- _Instruction_
Could you update the rows from the very start through the line containing "[[[2,36],[694,36],[698,0],[0,0]]]", putting "fill rule" wherever "hole rule" appears and leaving everything else untouched?

(Dataset items)
+++

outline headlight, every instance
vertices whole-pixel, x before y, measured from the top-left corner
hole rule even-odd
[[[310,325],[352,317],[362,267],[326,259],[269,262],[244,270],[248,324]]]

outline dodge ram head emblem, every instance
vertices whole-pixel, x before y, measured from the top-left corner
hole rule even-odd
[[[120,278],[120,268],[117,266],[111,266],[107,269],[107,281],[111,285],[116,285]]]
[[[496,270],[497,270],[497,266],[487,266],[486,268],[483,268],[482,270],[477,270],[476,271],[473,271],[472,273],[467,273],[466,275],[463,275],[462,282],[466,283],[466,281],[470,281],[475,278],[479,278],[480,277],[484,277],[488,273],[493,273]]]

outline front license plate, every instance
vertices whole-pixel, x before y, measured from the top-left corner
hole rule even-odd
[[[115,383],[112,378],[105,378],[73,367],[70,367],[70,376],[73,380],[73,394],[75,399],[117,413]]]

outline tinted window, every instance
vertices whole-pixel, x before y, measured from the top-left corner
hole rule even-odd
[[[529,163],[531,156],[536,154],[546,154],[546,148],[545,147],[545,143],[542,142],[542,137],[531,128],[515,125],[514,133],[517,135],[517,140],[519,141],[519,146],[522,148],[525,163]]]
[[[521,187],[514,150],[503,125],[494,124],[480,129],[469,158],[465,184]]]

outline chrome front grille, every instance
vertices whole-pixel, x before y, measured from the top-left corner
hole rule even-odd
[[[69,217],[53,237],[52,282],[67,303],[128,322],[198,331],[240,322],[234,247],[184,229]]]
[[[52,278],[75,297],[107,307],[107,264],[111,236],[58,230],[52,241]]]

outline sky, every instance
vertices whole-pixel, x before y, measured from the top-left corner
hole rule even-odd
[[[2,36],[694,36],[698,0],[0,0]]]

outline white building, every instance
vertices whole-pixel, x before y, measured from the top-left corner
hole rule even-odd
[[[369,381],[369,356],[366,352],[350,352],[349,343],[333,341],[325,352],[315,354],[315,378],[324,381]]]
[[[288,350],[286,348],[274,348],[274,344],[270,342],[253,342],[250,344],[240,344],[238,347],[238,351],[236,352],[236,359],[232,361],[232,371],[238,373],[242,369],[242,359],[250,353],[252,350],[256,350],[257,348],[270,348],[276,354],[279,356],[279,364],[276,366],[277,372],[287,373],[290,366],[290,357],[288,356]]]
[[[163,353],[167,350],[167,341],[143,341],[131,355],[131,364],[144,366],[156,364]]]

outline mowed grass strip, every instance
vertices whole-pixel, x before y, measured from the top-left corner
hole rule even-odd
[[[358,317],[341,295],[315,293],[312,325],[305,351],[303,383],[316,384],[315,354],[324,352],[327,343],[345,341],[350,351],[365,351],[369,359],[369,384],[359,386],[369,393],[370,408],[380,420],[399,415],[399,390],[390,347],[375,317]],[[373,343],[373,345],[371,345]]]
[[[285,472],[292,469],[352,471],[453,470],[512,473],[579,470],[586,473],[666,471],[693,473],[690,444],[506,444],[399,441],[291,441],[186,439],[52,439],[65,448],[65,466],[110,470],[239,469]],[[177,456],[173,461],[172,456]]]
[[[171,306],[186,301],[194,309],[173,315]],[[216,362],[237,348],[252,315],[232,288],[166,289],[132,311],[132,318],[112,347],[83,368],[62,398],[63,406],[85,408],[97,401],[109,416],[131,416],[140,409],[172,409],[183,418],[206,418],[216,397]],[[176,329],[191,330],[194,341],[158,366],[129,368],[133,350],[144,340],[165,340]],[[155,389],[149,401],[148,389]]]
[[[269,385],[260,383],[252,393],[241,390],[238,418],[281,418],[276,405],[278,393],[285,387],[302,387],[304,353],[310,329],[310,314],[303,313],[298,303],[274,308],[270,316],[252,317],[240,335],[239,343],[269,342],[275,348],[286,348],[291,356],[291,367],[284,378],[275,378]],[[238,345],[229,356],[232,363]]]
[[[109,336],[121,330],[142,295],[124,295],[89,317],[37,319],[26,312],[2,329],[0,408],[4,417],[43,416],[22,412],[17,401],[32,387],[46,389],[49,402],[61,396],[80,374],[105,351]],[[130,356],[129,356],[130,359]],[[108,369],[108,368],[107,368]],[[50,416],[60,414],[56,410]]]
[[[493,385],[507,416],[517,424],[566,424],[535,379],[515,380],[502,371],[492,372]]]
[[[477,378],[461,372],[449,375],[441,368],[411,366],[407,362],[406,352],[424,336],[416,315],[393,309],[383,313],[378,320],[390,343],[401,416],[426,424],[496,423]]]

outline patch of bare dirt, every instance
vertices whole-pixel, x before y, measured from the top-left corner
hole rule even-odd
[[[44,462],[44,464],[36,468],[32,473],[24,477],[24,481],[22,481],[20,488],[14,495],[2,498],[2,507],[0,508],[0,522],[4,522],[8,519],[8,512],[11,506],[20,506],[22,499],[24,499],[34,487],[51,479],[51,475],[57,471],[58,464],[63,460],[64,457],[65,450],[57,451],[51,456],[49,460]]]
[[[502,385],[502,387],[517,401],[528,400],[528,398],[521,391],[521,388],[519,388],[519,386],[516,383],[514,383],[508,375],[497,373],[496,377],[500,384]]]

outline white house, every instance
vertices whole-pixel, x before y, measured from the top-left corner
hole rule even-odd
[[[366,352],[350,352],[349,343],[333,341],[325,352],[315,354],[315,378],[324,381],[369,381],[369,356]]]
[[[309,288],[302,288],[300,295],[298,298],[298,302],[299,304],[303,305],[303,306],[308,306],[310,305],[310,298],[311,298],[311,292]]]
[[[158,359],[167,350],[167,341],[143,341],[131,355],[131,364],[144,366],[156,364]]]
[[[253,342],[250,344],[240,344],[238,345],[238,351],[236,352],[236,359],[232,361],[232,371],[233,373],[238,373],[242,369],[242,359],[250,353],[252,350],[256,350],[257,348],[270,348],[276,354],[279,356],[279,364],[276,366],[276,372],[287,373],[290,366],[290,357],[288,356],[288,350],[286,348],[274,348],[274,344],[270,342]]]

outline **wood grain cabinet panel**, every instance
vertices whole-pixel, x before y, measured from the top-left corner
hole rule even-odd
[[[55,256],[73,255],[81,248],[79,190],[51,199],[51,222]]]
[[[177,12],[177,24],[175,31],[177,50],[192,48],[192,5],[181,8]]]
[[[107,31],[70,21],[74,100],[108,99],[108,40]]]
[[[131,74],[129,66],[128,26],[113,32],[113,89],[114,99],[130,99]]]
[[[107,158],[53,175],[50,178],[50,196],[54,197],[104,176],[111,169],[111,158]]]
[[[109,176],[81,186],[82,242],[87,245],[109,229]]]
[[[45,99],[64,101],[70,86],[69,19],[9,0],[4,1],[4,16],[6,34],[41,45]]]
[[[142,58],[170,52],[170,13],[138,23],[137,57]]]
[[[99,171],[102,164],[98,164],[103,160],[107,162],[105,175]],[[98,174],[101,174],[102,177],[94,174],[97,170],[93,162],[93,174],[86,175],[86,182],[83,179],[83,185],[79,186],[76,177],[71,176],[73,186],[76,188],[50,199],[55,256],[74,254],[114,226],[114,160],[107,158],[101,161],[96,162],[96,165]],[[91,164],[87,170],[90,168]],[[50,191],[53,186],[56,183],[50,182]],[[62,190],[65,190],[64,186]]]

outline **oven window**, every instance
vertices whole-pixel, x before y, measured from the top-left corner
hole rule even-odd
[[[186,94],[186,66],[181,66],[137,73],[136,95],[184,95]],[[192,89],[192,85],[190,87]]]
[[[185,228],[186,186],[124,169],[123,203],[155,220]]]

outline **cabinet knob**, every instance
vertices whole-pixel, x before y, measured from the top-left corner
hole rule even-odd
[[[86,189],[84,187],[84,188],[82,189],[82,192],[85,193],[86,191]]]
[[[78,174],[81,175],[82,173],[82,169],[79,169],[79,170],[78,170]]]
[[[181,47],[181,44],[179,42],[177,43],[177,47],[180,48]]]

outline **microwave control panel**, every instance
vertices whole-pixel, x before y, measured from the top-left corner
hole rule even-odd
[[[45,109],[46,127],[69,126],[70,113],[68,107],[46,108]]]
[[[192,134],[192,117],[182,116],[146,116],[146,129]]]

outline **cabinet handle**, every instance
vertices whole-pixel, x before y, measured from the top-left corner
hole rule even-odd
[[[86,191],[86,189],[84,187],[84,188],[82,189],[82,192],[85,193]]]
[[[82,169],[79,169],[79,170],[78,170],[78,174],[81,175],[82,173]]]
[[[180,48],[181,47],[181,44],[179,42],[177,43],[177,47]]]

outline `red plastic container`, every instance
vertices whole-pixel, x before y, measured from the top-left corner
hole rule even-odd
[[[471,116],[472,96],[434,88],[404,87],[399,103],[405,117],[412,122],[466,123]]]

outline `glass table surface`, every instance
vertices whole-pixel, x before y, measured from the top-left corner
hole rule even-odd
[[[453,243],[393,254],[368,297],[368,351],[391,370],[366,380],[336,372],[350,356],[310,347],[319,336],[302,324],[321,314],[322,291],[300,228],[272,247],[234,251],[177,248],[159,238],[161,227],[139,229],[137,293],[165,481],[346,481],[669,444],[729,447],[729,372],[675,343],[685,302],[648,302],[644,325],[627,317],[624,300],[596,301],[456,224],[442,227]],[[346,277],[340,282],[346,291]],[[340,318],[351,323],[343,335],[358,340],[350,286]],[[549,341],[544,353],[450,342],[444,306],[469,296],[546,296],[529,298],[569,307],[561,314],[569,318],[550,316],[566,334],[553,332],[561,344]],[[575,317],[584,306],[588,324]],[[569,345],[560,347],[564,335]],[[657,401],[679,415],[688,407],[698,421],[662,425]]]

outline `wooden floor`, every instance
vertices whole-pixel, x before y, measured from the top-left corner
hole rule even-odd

+++

- _Solution below_
outline headlight, every instance
vertices whole-pixel, x before y, measured from the top-left corner
fill rule even-odd
[[[310,325],[352,317],[362,267],[326,259],[269,262],[244,270],[248,324]]]

outline dodge ram head emblem, every instance
vertices whole-pixel, x before y, measured from the top-left corner
fill rule even-odd
[[[120,278],[120,268],[117,266],[111,266],[107,269],[107,281],[111,285],[116,285]]]
[[[496,270],[497,270],[497,266],[487,266],[486,268],[483,268],[482,270],[477,270],[476,271],[473,271],[472,273],[467,273],[466,275],[463,275],[462,282],[466,283],[466,281],[470,281],[475,278],[479,278],[480,277],[484,277],[488,273],[493,273]]]

outline front license plate, every instance
vertices whole-pixel, x before y, measured from the top-left corner
fill rule even-odd
[[[115,383],[112,378],[105,378],[73,367],[70,367],[70,376],[73,380],[73,394],[75,399],[117,413]]]

outline tinted window, every instance
vertices whole-pixel, x before y, measured from the top-left corner
fill rule even-odd
[[[529,163],[531,156],[536,154],[546,154],[546,148],[545,147],[545,143],[542,142],[542,137],[531,128],[515,125],[514,133],[517,135],[517,140],[519,141],[519,146],[522,148],[525,163]]]
[[[521,187],[514,150],[503,125],[494,124],[480,129],[469,158],[465,184]]]

outline chrome front grille, every instance
vertices whole-pixel, x before y, measured from the top-left corner
fill rule even-odd
[[[69,217],[53,237],[52,282],[67,303],[128,322],[198,331],[240,322],[234,247],[184,229]]]
[[[52,278],[75,297],[107,307],[107,264],[111,236],[58,230],[52,241]]]

outline sky, every instance
vertices whole-pixel, x before y, measured from the top-left corner
fill rule even-odd
[[[2,36],[694,36],[698,0],[0,0]]]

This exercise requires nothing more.